**Goal of the exercise**.
Verbatim output of all the material below is required.

**Data in this exercise**.
— BEGIN —
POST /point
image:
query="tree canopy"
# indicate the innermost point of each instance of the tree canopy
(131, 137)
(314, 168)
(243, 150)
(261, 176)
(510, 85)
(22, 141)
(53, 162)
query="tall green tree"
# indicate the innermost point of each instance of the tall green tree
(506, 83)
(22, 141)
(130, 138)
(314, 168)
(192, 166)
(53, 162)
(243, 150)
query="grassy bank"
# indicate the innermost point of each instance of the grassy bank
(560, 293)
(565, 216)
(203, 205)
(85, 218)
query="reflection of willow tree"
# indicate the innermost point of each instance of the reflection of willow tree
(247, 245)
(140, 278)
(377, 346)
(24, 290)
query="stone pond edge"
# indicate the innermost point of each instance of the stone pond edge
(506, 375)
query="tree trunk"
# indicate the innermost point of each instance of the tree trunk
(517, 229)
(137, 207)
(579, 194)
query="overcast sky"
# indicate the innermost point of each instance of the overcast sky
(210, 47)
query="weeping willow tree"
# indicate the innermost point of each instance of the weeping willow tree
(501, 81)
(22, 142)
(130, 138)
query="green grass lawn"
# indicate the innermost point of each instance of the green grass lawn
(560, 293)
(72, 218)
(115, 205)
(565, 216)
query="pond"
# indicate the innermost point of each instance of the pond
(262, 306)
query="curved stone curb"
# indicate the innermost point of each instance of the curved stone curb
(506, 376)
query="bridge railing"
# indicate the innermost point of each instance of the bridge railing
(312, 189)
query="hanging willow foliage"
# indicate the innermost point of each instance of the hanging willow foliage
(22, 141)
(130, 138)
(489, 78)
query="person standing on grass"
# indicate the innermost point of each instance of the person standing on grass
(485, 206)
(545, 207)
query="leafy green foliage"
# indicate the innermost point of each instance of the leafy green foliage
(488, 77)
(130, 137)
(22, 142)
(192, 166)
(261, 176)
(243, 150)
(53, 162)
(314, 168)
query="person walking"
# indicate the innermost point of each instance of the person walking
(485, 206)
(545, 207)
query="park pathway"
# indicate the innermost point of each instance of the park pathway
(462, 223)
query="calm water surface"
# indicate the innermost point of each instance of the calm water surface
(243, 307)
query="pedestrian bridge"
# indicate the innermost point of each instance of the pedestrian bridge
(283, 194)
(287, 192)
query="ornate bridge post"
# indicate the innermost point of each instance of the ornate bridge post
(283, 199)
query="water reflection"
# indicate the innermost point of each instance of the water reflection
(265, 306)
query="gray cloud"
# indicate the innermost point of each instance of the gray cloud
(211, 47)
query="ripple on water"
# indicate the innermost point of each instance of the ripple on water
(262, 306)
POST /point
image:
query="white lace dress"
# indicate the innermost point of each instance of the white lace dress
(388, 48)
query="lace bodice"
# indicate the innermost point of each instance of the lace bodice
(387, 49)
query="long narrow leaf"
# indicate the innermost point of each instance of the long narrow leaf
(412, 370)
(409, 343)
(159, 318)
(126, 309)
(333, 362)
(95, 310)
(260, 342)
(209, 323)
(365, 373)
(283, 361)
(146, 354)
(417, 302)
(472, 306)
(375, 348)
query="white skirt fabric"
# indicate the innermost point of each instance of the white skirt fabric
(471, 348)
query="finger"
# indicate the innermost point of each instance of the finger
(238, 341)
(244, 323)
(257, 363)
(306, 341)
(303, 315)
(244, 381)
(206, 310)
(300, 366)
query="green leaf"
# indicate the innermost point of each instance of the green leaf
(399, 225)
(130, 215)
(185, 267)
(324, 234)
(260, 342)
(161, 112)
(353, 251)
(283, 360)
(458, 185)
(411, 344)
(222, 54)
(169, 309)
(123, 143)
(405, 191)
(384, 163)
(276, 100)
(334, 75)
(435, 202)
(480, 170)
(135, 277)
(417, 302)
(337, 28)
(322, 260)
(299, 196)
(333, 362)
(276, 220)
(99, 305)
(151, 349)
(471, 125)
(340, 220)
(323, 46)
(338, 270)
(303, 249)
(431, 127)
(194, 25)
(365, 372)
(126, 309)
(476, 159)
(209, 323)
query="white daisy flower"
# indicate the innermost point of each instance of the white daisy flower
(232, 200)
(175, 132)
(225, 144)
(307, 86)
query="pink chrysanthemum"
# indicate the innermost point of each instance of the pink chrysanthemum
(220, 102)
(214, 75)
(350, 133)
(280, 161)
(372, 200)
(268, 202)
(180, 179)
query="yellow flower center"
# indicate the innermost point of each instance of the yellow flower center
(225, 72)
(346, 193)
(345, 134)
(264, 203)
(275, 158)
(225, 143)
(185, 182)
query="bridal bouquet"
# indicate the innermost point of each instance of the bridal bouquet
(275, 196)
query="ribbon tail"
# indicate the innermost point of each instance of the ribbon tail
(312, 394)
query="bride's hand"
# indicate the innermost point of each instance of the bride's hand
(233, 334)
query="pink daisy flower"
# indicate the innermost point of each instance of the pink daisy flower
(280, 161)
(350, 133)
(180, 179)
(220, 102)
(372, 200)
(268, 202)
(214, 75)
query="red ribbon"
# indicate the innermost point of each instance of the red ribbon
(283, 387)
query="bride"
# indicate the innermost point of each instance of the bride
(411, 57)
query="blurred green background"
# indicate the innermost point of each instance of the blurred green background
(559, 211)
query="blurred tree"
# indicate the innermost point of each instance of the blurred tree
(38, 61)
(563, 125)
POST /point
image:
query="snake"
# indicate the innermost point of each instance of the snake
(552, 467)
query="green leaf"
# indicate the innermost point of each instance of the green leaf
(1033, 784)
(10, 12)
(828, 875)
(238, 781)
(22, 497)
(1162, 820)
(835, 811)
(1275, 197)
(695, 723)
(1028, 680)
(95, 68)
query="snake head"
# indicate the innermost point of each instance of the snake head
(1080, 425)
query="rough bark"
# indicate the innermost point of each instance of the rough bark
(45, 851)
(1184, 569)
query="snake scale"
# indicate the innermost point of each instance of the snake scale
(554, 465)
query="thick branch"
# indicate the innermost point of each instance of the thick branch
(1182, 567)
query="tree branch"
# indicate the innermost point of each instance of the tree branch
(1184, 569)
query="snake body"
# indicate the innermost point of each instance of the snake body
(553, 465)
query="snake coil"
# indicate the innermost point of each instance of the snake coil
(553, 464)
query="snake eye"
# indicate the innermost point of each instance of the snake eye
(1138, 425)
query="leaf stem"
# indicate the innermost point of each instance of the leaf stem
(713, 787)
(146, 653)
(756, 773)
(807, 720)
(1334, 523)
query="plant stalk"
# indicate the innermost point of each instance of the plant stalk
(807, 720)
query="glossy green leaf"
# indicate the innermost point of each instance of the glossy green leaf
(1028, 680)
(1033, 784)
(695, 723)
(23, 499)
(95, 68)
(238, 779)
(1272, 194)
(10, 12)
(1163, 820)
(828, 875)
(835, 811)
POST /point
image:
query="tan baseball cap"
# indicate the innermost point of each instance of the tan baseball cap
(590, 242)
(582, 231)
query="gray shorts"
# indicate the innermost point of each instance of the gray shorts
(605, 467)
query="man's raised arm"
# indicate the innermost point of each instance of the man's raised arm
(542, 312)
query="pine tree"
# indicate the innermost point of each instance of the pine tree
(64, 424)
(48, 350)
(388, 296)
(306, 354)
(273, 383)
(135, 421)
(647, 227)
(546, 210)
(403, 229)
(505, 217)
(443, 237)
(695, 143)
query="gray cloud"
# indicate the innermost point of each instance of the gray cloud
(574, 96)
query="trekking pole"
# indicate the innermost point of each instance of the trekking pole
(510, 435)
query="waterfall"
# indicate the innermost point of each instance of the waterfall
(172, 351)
— END —
**Finished task**.
POST /point
image:
query="tree canopy"
# indicate the innermost point of each instance of the tree canopy
(131, 137)
(314, 168)
(243, 150)
(261, 176)
(510, 85)
(22, 141)
(53, 162)
query="tall green tree"
# indicate the innermost point of each instance of the tall green tree
(506, 83)
(22, 141)
(130, 138)
(314, 168)
(192, 166)
(53, 162)
(243, 150)
query="grassy bank"
# indicate the innermost point of each instance of the grassy bank
(560, 293)
(565, 216)
(203, 205)
(85, 218)
query="reflection of willow tree"
# indicate the innermost point of each instance of the reflection of willow tree
(247, 245)
(140, 278)
(377, 346)
(24, 290)
query="stone pond edge"
# indicate the innermost point of each instance of the stone pond edge
(506, 375)
query="tree trunk"
# indicate the innermost point of each instance of the tree trunk
(517, 229)
(137, 207)
(579, 194)
query="overcast sky"
# indicate the innermost point of each instance of the overcast sky
(210, 47)
query="weeping willow tree"
# indicate the innermost point of each instance of the weeping willow tree
(501, 81)
(22, 142)
(130, 138)
query="green grass lawn"
# indicate the innermost point of each instance of the green grass lawn
(560, 293)
(72, 218)
(115, 205)
(565, 216)
query="pond"
# indicate the innermost point of each instance of the pond
(262, 306)
query="curved stone curb"
# indicate the innermost point of each instance of the curved stone curb
(506, 376)
query="bridge railing"
# indicate the innermost point of each instance of the bridge railing
(312, 189)
query="hanging willow foliage"
# indicate the innermost point of each instance of the hanging willow foliage
(22, 141)
(130, 138)
(489, 78)
query="person standing on grass"
# indicate the innermost point of each instance of the person standing on grass
(485, 206)
(545, 207)
query="leafy green foliage"
# indicate the innermost point of each instance of the leafy green foliage
(488, 77)
(130, 137)
(22, 142)
(192, 166)
(261, 176)
(243, 150)
(53, 162)
(314, 168)
query="person walking"
# indicate the innermost point of each instance of the person walking
(485, 206)
(545, 207)
query="park pathway"
# indicate the innermost point of each instance of the park pathway
(462, 223)
query="calm water surface"
# indicate the innermost point of each instance of the calm water surface
(243, 307)
query="pedestrian bridge"
# indicate the innermost point of each instance of the pedestrian bridge
(283, 194)
(287, 192)
query="ornate bridge post"
# indicate the innermost point of each instance of the ornate bridge post
(283, 199)
query="water reflection"
# indicate the innermost point of each instance of the water reflection
(265, 306)
query="gray cloud"
# indicate the innermost point of each instance of the gray cloud
(211, 47)
query="ripple on water"
# indicate the innermost point of each instance of the ripple on water
(262, 306)
POST /point
image:
query="white lace dress"
# indicate the innermost point of each instance of the white lace dress
(388, 48)
query="lace bodice"
# indicate the innermost point of each instance of the lace bodice
(387, 49)
query="long narrow leaf"
# indicate the innermost point of each instance of the long narrow leaf
(412, 370)
(409, 343)
(159, 318)
(126, 309)
(333, 362)
(95, 310)
(260, 342)
(209, 323)
(365, 373)
(283, 361)
(146, 354)
(417, 302)
(472, 306)
(375, 348)
query="white skirt fabric"
# indicate the innermost point of each instance of the white skirt fabric
(471, 348)
query="finger"
# indicate the innermost point of each instance of the finger
(238, 341)
(244, 323)
(257, 363)
(306, 341)
(303, 315)
(244, 381)
(206, 310)
(300, 366)
query="green leaf"
# indicate the innermost point of each instance of the green leaf
(399, 225)
(130, 215)
(185, 267)
(324, 234)
(260, 342)
(161, 112)
(353, 251)
(283, 360)
(458, 185)
(411, 344)
(222, 54)
(169, 309)
(123, 143)
(405, 191)
(384, 163)
(276, 100)
(334, 75)
(435, 202)
(480, 170)
(135, 277)
(417, 302)
(337, 28)
(322, 260)
(299, 196)
(333, 362)
(276, 220)
(99, 305)
(151, 349)
(471, 125)
(340, 220)
(323, 46)
(338, 270)
(303, 249)
(431, 127)
(194, 25)
(365, 372)
(126, 309)
(476, 159)
(209, 323)
query="white daisy flower"
# indicate the innermost point of each instance of the white daisy flower
(232, 200)
(175, 132)
(225, 144)
(307, 86)
query="pink chrysanthemum"
# indicate the innermost point of each instance of the pink chrysanthemum
(220, 102)
(214, 75)
(350, 133)
(280, 161)
(372, 200)
(268, 202)
(180, 179)
query="yellow flower center"
# indicate the innermost point of each instance of the yellow flower center
(225, 72)
(346, 193)
(345, 134)
(264, 203)
(275, 158)
(225, 143)
(185, 182)
query="bridal bouquet"
# indicate the innermost point of each instance of the bridal bouquet
(275, 196)
query="ribbon tail"
# indicate the innermost point of each instance of the ribbon tail
(312, 394)
query="bride's hand"
# indicate the innermost point of each instance of the bride's hand
(233, 334)
query="pink daisy flower"
# indicate the innermost point of each instance of the pink daisy flower
(280, 161)
(350, 133)
(180, 179)
(220, 102)
(372, 200)
(268, 202)
(214, 75)
query="red ribbon"
# indicate the innermost point of each instance of the red ribbon
(283, 387)
query="bride"
# indicate the innermost point of each instance of the bride
(411, 57)
query="blurred green background"
# indicate the innermost point of each instance of the blurred green background
(559, 211)
query="blurred tree"
# indicate the innermost point of each instance of the blurred tree
(38, 61)
(563, 125)
POST /point
image:
query="snake"
# indicate the innermost point of each instance of the snake
(552, 467)
query="green leaf"
# indicate the innermost point of each instance of the green leaf
(1033, 784)
(10, 12)
(828, 875)
(238, 781)
(22, 497)
(1162, 820)
(835, 811)
(1275, 197)
(695, 723)
(1028, 680)
(95, 68)
query="snake head"
# indicate the innermost point of each instance of the snake head
(1080, 425)
query="rough bark"
# indicate the innermost point of each instance of the rough bark
(45, 851)
(1184, 569)
query="snake scale"
# indicate the innermost point of each instance of the snake scale
(554, 465)
query="thick branch"
# indicate the innermost point of each instance of the thick branch
(1182, 567)
query="tree branch"
# indicate the innermost point of each instance of the tree branch
(1184, 569)
query="snake body"
# indicate the innermost point of each instance of the snake body
(553, 465)
query="snake coil"
# indicate the innermost point of each instance of the snake coil
(553, 464)
query="snake eye"
# indicate the innermost point of each instance of the snake eye
(1138, 425)
query="leaf stem"
# indicate the innermost point of each instance of the leaf stem
(713, 787)
(146, 653)
(756, 773)
(807, 720)
(1334, 523)
query="plant stalk"
# indicate the innermost point of each instance of the plant stalk
(807, 720)
query="glossy green leaf"
# indicate the innermost point of each instance of the glossy green leaf
(1028, 680)
(1033, 784)
(695, 723)
(23, 499)
(95, 68)
(238, 779)
(1272, 194)
(10, 12)
(1163, 820)
(828, 875)
(835, 811)
POST /point
image:
query="tan baseball cap"
# indicate the innermost point of each instance of the tan baseball cap
(590, 242)
(582, 231)
query="gray shorts"
# indicate the innermost point of each instance of the gray shorts
(605, 467)
query="man's raised arm"
# indicate the innermost point of each instance of the man's raised arm
(542, 312)
query="pine tree"
# indicate the innermost point of each instance of the pine tree
(64, 424)
(48, 350)
(388, 296)
(306, 354)
(273, 383)
(135, 421)
(647, 227)
(546, 210)
(403, 229)
(505, 217)
(443, 237)
(695, 143)
query="gray cloud"
# indicate the innermost point of each instance of the gray cloud
(574, 96)
query="trekking pole"
# indicate the innermost point of each instance of the trekking pole
(510, 435)
query="waterfall"
# indicate the innermost point of each instance of the waterfall
(172, 351)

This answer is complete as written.